(Dataset entries)
=======

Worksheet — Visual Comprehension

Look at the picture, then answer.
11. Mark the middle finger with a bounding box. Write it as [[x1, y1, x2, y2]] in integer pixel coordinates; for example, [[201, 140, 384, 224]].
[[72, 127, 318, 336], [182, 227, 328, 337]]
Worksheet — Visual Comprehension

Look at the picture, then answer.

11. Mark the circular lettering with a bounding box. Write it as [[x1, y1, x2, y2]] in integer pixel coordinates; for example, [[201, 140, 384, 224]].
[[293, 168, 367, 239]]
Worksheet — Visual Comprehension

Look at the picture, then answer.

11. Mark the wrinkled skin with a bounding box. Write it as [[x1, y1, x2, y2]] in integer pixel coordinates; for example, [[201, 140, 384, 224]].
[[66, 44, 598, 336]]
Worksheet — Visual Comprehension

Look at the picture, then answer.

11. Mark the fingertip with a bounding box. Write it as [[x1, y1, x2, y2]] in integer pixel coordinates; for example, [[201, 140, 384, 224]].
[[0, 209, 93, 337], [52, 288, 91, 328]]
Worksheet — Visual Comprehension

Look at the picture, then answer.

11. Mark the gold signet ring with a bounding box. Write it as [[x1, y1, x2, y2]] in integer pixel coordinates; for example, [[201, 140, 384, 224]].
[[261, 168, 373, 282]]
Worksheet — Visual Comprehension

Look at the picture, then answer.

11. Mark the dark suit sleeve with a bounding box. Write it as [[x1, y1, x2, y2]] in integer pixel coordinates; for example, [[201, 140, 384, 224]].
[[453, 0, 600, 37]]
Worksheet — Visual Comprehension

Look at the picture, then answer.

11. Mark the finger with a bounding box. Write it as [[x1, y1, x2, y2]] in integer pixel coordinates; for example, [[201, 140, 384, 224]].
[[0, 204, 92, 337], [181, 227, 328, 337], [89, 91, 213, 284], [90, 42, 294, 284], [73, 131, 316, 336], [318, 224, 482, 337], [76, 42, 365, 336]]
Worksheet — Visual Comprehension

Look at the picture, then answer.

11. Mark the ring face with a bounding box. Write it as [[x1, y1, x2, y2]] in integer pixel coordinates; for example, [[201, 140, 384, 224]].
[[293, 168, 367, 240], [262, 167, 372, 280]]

=======

Brief: All of the data above should be output exactly.

Answer to the exercise:
Worksheet — Visual Comprehension

Look at the picture, then answer.
11. Mark the middle finger with a bounding box. Write it as [[x1, y1, x2, y2]] in integer pixel coordinates; for example, [[201, 140, 384, 224]].
[[72, 127, 318, 336], [182, 227, 328, 337]]
Worksheet — Visual Comprehension

Look at the picture, then answer.

11. Mark the circular lettering with a bounding box. Write it as [[x1, y1, x2, y2]] in integer pixel coordinates; for example, [[201, 140, 384, 224]].
[[293, 168, 367, 239]]
Worksheet — Visual Comprehension

Look at the picture, then answer.

11. Mark the wrinkled skin with a bounding box. Write it as [[x1, y1, x2, y2]] in integer pixel coordinates; for example, [[201, 140, 384, 224]].
[[66, 44, 598, 336]]
Worksheet — Visual Comprehension

Look at the picture, then answer.

11. Mark the fingertip with a bounding box. Write it as [[x1, y1, x2, y2]] in integer pixel coordinates; for example, [[201, 140, 384, 224]].
[[0, 209, 93, 337], [52, 288, 91, 328]]
Worksheet — Visual Comprehension

Look at the picture, then answer.

11. Mark the gold signet ring with a bounding box. Write it as [[x1, y1, x2, y2]] in integer pixel coordinates; for example, [[201, 140, 384, 224]].
[[261, 168, 373, 282]]
Worksheet — Visual Comprehension

Look at the picture, then answer.

11. Mark the dark suit sleeve with a bounding box. Write it as [[x1, y1, x2, y2]] in integer pixel coordinates; for example, [[201, 140, 384, 224]].
[[453, 0, 600, 37]]
Worksheet — Visual Comprehension

Look at the picture, then answer.

11. Mark the finger with a bounding box. Write it as [[x1, y1, x2, y2]] in integer pixel coordinates; for example, [[201, 140, 384, 224]].
[[0, 204, 92, 337], [181, 227, 328, 337], [89, 91, 213, 284], [90, 42, 294, 284], [73, 131, 316, 336], [318, 224, 482, 337], [76, 42, 365, 336]]
Worksheet — Visual Comprehension

Look at the picture, then answer.

11. Mark the ring face with a bounding box. Write it as [[x1, y1, x2, y2]] in integer pixel coordinates; for example, [[201, 140, 384, 224]].
[[293, 168, 367, 240], [262, 167, 372, 280]]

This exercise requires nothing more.